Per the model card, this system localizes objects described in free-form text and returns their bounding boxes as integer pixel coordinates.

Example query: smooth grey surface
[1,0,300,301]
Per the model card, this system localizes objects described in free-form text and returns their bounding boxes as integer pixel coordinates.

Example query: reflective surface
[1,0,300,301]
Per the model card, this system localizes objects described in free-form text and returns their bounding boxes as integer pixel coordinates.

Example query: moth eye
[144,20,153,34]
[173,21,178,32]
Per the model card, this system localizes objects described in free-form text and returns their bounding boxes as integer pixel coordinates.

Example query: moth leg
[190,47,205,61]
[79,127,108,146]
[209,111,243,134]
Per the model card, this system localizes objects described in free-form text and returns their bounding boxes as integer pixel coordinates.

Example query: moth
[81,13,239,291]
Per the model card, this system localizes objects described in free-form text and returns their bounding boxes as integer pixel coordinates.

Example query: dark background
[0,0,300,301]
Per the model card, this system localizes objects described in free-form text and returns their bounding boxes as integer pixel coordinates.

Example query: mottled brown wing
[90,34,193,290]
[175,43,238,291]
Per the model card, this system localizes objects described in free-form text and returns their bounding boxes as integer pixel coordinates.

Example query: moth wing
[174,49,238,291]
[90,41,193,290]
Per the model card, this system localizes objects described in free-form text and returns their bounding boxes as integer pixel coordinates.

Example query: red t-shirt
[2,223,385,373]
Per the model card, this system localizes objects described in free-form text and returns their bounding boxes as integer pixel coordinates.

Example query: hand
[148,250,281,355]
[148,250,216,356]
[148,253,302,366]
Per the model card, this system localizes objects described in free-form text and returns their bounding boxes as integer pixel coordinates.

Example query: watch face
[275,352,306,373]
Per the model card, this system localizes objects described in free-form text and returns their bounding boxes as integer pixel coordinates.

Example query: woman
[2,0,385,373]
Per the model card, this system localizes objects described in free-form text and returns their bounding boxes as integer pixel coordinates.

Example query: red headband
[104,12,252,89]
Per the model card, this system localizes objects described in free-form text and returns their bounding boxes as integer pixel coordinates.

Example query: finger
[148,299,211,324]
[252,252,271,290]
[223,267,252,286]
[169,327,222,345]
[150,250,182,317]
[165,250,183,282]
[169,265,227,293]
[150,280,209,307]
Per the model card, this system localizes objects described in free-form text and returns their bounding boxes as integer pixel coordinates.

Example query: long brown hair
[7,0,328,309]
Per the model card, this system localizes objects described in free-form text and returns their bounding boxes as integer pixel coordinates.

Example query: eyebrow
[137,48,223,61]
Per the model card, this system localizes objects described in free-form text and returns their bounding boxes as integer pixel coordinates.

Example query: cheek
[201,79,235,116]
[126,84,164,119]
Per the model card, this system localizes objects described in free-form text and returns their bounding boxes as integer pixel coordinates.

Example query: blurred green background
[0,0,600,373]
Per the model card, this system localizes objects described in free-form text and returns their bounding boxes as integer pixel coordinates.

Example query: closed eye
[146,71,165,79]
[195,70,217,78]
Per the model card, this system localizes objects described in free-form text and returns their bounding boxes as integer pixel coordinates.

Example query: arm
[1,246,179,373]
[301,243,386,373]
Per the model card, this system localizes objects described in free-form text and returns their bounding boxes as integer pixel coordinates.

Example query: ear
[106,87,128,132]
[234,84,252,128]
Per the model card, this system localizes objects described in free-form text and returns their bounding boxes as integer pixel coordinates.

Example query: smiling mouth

_Short exercise_.
Copy all of the lines above verbatim.

_Finished answer_.
Per the model card, this system localizes objects described in free-form text and returns their bounding boxes as integer pixel coordinates.

Example query: smooth grey surface
[1,0,300,301]
Per the model card, this system localizes objects described in free-form text and returns their bounding boxes as integer pixel coordinates.

Example query: reflective surface
[1,0,300,301]
Per the model card, this system localizes objects described in free-form text and returns their bounding boxes as integer pixel coordinates.

Example query: moth eye
[144,20,153,34]
[173,21,178,32]
Per the model card, this system localizes objects described in free-form text and returns their bounding boxes as integer pixel coordinates.

Example query: moth leg
[190,47,205,61]
[79,127,108,146]
[209,111,243,134]
Per the model card, this system localizes objects described in free-form text and returns their bounding boxes as integer pixel coordinates.

Example query: moth
[81,13,239,291]
Per the model card, this system localizes objects described in free-form text and returns their bounding boxes as integer pixel coordinates.

Example query: dark background
[0,0,300,301]
Per the model card, this system localizes objects described in free-form text and returns their bounding boxes as integer pixel coordinates.

Example query: mottled brown wing
[90,34,193,290]
[175,43,238,291]
Per the model card, this system localizes objects described in free-form text and returns their bounding boxes as integer pixel coordinates.

Example query: moth wing
[174,49,238,291]
[90,41,193,290]
Per the model card, this system localizes objects described in free-form text and returns their bounding boxes as integer pixel coordinates.

Example query: red t-shirt
[2,223,385,373]
Per the model card, this system localizes objects described in free-form text and returns their bounding boxes as integer pixel coordinates.

Example query: hand
[148,250,281,355]
[148,250,216,356]
[148,253,302,366]
Per the model card, this system localizes objects described in free-form text and returns their bounding boxes as integer pixel coordinates.

Example query: watch face
[275,352,306,373]
Per the model card, this system localizes objects described in free-form text and returns their bounding boxes as integer pixel coordinates.

Example query: woman
[2,0,385,373]
Per the model card, this system localizes objects described in free-form text and returns their bounding boxes as integer pixel coordinates.

Example query: red headband
[104,12,252,89]
Per the model card, this system localizes objects described in free-form text and returns their bounding boxes as integer pixel coordinates.

Example query: finger
[148,299,211,324]
[252,252,271,290]
[223,267,252,286]
[169,327,222,345]
[150,250,182,317]
[165,250,183,282]
[169,265,227,293]
[150,280,209,307]
Per the model card, this system localizes objects described in free-form text and returns their bounding boxes as integer pixel coordinates.

Example query: long brown hair
[7,0,328,309]
Per the model card, this system localizes objects described in free-form text and returns their bounding boxes as integer pixel coordinates.

Example query: eyebrow
[137,48,223,61]
Per the model card, this system localizes objects described in free-form text and returns their bounding boxes as integer pixel coordinates.

Example query: cheek
[201,79,235,116]
[126,84,164,119]
Per the model card, this system localizes objects described in free-form text and returns their bounding boxes as integer pixel coordinates.

Example query: blurred green background
[0,0,600,373]
Per the model card, this system localizes objects described in free-form text and returns their bounding boxes as integer pixel coordinates.

Example query: closed eye
[146,71,165,79]
[195,70,217,78]
Per the model card, this system localizes objects described in free-form text and returns their bounding boxes as integer pixel coordinates.

Example query: arm
[1,246,179,373]
[301,243,386,373]
Per the model card, this system localizes objects described in free-form text and returns their bounding boxes as integer pixel coordinates.

Example query: ear
[106,87,128,132]
[234,84,252,128]
Per the model card, this system localizes objects described in free-form text and returns their bounding boxes as integer pixel coordinates.

Example query: smiling mouth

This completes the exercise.